---------- Data ----------
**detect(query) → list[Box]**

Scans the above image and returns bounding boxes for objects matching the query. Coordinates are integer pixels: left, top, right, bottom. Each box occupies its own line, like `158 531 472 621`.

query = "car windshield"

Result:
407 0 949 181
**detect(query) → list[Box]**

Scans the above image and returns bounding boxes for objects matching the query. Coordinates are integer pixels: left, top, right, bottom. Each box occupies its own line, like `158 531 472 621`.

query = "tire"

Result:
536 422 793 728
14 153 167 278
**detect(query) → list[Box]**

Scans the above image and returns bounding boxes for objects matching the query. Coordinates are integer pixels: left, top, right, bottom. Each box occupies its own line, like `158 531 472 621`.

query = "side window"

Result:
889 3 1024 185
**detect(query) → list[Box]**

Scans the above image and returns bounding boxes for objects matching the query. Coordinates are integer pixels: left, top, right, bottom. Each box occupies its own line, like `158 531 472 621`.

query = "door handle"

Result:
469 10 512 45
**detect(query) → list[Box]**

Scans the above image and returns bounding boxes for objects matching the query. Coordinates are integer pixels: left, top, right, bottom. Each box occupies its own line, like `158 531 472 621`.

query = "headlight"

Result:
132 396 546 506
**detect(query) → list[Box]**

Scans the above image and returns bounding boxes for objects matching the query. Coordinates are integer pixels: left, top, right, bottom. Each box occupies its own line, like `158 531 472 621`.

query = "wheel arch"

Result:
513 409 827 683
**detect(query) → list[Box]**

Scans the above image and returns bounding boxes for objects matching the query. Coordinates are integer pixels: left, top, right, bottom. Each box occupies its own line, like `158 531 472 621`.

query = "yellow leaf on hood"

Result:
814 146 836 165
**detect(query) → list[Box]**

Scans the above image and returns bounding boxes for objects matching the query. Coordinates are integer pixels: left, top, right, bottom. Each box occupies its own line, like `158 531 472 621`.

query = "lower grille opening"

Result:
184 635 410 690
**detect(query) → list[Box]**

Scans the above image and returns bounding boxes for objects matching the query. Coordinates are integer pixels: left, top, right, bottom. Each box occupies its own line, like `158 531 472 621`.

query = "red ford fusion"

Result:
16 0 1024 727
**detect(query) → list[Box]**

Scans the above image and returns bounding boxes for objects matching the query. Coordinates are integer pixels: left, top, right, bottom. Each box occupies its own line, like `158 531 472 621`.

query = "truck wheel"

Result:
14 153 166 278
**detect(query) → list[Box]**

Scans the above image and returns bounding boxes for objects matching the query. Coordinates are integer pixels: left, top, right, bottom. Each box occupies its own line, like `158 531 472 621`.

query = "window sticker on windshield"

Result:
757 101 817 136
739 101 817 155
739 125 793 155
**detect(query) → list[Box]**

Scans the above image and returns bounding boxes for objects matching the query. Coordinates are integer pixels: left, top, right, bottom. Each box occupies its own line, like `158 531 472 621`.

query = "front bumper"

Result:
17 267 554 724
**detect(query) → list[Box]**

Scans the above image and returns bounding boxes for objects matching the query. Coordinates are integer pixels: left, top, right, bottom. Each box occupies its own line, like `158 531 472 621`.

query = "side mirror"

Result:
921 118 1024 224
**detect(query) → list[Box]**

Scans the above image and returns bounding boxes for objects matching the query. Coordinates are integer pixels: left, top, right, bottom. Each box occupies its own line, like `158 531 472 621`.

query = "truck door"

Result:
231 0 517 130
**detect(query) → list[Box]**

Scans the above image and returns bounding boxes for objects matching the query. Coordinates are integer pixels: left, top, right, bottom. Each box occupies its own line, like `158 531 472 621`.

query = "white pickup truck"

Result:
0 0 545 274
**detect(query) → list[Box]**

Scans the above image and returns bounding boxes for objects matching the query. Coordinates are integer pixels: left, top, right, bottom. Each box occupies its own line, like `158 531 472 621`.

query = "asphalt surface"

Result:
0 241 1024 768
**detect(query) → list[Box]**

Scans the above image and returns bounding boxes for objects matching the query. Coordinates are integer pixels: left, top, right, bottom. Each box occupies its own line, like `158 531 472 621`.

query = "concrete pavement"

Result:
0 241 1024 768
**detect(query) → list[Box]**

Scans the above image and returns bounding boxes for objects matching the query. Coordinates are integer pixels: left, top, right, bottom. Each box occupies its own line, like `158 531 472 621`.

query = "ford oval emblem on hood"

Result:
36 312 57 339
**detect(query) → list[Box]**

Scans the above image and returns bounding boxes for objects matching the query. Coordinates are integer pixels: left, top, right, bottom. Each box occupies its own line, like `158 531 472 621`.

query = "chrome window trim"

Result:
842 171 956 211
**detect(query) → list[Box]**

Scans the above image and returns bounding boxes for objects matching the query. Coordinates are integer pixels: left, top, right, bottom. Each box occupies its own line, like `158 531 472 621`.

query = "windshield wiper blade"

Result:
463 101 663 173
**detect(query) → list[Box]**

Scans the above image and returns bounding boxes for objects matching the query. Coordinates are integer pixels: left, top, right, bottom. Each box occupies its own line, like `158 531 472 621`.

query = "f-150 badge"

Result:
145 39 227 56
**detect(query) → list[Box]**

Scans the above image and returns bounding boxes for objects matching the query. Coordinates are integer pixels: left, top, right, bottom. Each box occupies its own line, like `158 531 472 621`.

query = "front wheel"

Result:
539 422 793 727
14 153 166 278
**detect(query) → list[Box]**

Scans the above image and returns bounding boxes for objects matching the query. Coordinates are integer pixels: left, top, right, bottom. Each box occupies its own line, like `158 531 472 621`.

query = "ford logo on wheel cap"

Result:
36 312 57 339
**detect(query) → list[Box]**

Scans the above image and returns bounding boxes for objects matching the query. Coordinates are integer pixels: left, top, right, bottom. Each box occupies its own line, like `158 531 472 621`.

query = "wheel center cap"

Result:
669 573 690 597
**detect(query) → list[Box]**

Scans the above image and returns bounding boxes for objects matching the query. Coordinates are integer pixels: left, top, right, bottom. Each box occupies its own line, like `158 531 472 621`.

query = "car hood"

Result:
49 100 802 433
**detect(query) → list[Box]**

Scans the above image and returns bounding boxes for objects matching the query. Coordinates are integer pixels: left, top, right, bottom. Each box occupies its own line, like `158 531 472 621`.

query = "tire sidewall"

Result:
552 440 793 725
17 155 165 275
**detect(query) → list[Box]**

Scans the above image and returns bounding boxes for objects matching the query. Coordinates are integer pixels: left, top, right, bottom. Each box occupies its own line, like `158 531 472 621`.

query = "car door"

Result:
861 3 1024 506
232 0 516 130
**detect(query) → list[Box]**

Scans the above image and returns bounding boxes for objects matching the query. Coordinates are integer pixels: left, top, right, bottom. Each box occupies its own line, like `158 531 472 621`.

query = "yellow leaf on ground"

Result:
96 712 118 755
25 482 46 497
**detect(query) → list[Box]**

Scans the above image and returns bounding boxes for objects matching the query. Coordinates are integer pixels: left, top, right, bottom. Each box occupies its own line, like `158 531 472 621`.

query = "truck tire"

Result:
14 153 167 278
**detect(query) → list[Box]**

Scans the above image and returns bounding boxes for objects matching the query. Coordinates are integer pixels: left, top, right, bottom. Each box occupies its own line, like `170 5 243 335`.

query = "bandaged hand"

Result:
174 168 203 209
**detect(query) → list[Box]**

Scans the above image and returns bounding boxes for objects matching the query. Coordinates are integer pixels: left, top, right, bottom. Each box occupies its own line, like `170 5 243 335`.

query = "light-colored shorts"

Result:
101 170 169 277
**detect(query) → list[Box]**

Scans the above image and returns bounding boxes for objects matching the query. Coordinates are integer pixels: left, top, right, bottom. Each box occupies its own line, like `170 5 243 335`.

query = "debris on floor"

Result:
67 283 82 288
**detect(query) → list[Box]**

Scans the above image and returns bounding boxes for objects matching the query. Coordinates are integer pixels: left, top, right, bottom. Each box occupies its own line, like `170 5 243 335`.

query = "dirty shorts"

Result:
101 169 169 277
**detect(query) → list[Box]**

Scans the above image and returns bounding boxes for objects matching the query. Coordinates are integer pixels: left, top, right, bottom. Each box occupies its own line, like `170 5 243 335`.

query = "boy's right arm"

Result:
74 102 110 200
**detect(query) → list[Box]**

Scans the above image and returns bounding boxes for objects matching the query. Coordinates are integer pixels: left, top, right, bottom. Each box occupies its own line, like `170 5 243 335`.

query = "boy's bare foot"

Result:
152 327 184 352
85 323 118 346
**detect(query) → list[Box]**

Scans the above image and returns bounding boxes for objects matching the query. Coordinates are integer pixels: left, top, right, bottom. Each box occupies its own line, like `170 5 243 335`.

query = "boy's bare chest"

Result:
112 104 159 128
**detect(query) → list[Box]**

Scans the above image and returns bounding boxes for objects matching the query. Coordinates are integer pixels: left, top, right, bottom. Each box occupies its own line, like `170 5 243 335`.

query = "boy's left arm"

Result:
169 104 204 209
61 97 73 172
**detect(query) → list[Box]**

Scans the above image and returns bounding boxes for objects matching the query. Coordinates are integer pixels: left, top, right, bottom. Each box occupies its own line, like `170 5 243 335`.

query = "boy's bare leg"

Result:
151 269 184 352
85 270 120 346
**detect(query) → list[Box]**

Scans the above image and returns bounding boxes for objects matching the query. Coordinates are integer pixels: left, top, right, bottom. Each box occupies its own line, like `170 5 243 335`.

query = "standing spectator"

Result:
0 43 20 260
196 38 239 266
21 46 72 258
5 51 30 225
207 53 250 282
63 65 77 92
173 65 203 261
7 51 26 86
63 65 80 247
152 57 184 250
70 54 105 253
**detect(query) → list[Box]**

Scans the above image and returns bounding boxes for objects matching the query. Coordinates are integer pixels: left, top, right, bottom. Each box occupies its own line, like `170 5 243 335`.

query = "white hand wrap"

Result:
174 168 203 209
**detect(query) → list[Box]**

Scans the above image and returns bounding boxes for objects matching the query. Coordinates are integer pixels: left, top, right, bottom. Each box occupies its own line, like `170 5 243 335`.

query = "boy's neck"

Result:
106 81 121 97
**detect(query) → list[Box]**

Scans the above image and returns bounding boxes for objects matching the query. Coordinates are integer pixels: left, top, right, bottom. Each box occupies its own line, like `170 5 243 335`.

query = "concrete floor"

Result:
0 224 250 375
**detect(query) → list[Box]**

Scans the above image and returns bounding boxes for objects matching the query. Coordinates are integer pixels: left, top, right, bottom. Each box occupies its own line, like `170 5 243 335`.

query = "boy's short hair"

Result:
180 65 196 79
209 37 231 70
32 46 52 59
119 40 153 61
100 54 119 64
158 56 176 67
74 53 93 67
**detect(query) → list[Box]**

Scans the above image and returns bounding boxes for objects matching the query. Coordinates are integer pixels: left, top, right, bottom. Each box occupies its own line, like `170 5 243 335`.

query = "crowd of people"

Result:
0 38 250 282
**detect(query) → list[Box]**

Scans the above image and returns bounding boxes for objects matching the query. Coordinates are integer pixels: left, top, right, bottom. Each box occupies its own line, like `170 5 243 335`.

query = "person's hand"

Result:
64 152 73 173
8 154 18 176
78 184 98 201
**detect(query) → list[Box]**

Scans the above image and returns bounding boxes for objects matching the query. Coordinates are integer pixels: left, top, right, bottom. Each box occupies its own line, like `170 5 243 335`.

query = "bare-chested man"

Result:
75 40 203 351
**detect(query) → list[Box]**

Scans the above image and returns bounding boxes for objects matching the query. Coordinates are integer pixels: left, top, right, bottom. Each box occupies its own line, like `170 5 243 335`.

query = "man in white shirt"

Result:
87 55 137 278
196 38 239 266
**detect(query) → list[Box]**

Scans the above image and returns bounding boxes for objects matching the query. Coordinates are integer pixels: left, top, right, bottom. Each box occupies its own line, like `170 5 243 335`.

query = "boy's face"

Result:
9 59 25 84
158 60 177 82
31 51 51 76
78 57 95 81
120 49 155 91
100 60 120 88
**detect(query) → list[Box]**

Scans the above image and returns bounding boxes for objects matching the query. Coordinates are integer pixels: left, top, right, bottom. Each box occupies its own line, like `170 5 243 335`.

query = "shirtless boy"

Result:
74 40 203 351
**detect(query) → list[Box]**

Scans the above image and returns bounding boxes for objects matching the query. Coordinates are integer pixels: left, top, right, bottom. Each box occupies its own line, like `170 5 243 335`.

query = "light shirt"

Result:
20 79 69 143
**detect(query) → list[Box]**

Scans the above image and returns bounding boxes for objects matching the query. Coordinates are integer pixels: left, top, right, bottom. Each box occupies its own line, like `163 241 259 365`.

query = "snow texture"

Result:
----------
• [What you should do]: Pull out the items word for word, starting at the very first line and ending with the line that contains "889 3 1024 185". Include both of those lines.

• [Final result]:
**detect(query) → list[Box]**

Scans the above image and returns bounding boxes for objects matching the query. Coordinates are integer pixels: left, top, right, bottom. Each box occupies its own line, like `158 531 472 621`.

query = "car windshield"

Result:
407 0 949 181
**detect(query) → list[Box]**

Scans the above image and returns bounding boxes for objects matching the query. Coordinates are integer pixels: left, top, right, bottom. Each box occupies its own line, like `158 531 472 621`.

query = "tire"

Result:
536 422 793 728
14 153 167 278
**detect(query) → list[Box]**

Scans the above image and returns bounding boxes for objects matching the query. Coordinates are integer pixels: left, top, right, bottom. Each box occupies its own line, like `158 531 472 621`.

query = "side window"

Result:
889 3 1024 185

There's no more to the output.